Top to bottom, output the entries that follow exactly.

Task inputs: Begin

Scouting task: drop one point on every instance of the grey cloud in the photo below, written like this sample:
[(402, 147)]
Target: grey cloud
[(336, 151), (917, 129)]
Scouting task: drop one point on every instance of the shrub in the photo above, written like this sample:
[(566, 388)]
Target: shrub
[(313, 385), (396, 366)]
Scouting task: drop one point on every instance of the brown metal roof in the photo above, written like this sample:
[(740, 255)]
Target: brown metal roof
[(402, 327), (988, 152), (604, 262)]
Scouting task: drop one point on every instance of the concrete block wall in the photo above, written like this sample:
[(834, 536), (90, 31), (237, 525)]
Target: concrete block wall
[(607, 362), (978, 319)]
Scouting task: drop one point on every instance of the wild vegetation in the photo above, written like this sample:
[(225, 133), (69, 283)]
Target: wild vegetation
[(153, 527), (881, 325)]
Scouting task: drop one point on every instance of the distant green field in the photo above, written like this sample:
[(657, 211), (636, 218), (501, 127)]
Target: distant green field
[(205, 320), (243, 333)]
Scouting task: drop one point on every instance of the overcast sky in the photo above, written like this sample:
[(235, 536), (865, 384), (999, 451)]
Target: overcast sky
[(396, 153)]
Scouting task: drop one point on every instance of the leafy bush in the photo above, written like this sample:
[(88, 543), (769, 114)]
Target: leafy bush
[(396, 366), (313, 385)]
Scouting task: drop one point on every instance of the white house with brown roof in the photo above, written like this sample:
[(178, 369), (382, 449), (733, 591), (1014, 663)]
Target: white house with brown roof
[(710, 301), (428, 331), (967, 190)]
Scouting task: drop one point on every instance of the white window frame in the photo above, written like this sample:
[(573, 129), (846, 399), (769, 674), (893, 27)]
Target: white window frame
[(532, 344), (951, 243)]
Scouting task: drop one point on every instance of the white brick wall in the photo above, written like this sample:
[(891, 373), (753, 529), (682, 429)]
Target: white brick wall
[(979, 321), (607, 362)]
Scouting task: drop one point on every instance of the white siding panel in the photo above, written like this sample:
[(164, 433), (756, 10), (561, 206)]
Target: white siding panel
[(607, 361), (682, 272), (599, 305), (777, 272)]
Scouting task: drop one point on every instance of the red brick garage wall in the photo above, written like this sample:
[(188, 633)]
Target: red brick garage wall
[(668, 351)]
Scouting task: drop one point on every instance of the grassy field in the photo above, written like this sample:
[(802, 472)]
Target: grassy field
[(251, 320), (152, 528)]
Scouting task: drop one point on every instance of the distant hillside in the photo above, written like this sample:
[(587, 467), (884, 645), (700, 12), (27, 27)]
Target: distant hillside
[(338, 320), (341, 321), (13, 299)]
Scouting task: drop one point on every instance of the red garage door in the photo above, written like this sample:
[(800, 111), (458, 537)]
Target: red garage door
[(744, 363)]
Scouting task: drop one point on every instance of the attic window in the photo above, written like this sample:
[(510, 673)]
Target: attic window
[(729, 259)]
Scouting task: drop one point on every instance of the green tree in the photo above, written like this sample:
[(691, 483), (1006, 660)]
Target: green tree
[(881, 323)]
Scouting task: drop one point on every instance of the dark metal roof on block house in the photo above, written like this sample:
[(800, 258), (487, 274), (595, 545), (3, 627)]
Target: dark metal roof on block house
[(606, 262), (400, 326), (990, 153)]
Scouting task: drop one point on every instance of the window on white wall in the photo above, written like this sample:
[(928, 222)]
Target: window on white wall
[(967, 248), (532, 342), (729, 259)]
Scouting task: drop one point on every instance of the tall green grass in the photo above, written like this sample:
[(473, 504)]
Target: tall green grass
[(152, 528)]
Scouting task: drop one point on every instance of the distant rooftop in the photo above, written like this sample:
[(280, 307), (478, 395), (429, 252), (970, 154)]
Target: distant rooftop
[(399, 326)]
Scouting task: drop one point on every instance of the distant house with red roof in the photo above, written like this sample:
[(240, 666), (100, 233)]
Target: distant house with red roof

Task inputs: End

Answer to this problem:
Scouting task: drop one point on every instance of the grey cloud in the photo below, written like this sample:
[(402, 147)]
Target: grey cloud
[(336, 151), (917, 129)]
Scouting task: drop one point on every instance of the shrub in the photo above, written like this sample:
[(566, 388)]
Target: shrub
[(313, 385), (396, 366)]
Scouting task: drop one point on every instance of the brown metal roof in the photo above, written like this sample:
[(740, 255)]
Target: brown metal roof
[(402, 327), (988, 152), (604, 262)]
Scouting task: drop one point on every instance of the concrete block wall in the photo above, written like this sample:
[(834, 536), (90, 31), (237, 525)]
Target: concrete block wall
[(607, 362), (978, 319)]
Scouting task: drop one point on every instance of the wild vegetation in the photo above, written like this sample:
[(225, 133), (69, 283)]
Target: wild vegetation
[(153, 527), (881, 325)]
Scouting task: drop one point on every instance of the distant green field in the photo above, written like this sample:
[(657, 211), (636, 218), (501, 127)]
Target: distant green field
[(205, 320), (243, 333)]
Scouting task: drop one point on every instance of the overcast sky in the photo above, written like this sample:
[(235, 536), (865, 384), (999, 451)]
Target: overcast sky
[(396, 153)]
Scouting task: drop one point on every instance of the leafy bush in the photo above, written like this sample:
[(88, 543), (769, 114)]
Target: leafy bush
[(396, 366), (313, 385)]
Scouting task: drop one point on every instance of the white house with brown roof in the photo above, written like this sample:
[(178, 369), (382, 449), (733, 591), (1014, 663)]
Target: white house with brown roof
[(710, 301), (428, 331), (967, 190)]
Scouting task: drop one point on every instance of the white window frame in the photo above, written like this sample:
[(573, 129), (846, 399), (769, 674), (893, 27)]
Target: white window frame
[(532, 344), (951, 243)]
Scouting task: drop one point on every instance of the white brick wall in the photo above, written like this sample:
[(891, 373), (753, 529), (682, 429)]
Target: white brick wall
[(979, 321), (607, 362)]
Scouting task: drop one point on every instance of the white siding panel in the photo above, written like this sample:
[(164, 433), (756, 10), (561, 206)]
Target: white siding panel
[(607, 361), (682, 272), (599, 305), (777, 272)]
Scouting task: drop one point on every instance of the red brick garage wall in the photo above, written like this sample:
[(188, 633)]
Target: red brick garage wall
[(668, 351)]
Scouting task: drop one point on every instance of the grassy field in the photo above, written like this sample:
[(802, 472)]
Target: grassy field
[(251, 320), (152, 528)]
Scouting task: drop one point on every instance of the distant hillside in the photo above, written like this sample:
[(587, 467), (884, 645), (700, 12), (27, 27)]
Target: distant hillside
[(338, 320), (341, 321), (13, 299)]
Scouting task: drop one point on every instance of the red garage door in the photo above, written like this sample:
[(800, 111), (458, 537)]
Target: red garage door
[(744, 363)]
Scouting task: drop one point on every instance of the attic window in the photo above, written like this sample:
[(510, 673)]
Target: attic window
[(729, 259)]
Scouting task: drop one point on every instance of the green tree in the photo above, written like this sample:
[(691, 483), (1006, 660)]
Target: green tree
[(881, 323)]
Scouting task: drop one point on every instance of the dark metal roof on block house in the photo above, written like this sample:
[(800, 258), (487, 274), (595, 545), (3, 627)]
Target: dark metal roof on block house
[(606, 262), (400, 326), (990, 153)]
Scouting task: drop one point on every instance of the window on white wall in the photo above, written like this sample:
[(928, 222)]
Target: window on white wall
[(967, 248), (532, 342), (729, 259)]
Scouting task: drop one point on every instance of the tall green grass in the photo above, written like this sample:
[(473, 504)]
Target: tall green grass
[(152, 528)]
Scouting task: drop one point on every instance of the distant rooftop in the photo above, written like this sample:
[(280, 307), (478, 395), (429, 252), (970, 154)]
Target: distant rooftop
[(399, 326)]
Scouting task: drop one point on every instance of the distant house with red roof in the photo above, written like this sample:
[(240, 666), (100, 233)]
Target: distant house with red roof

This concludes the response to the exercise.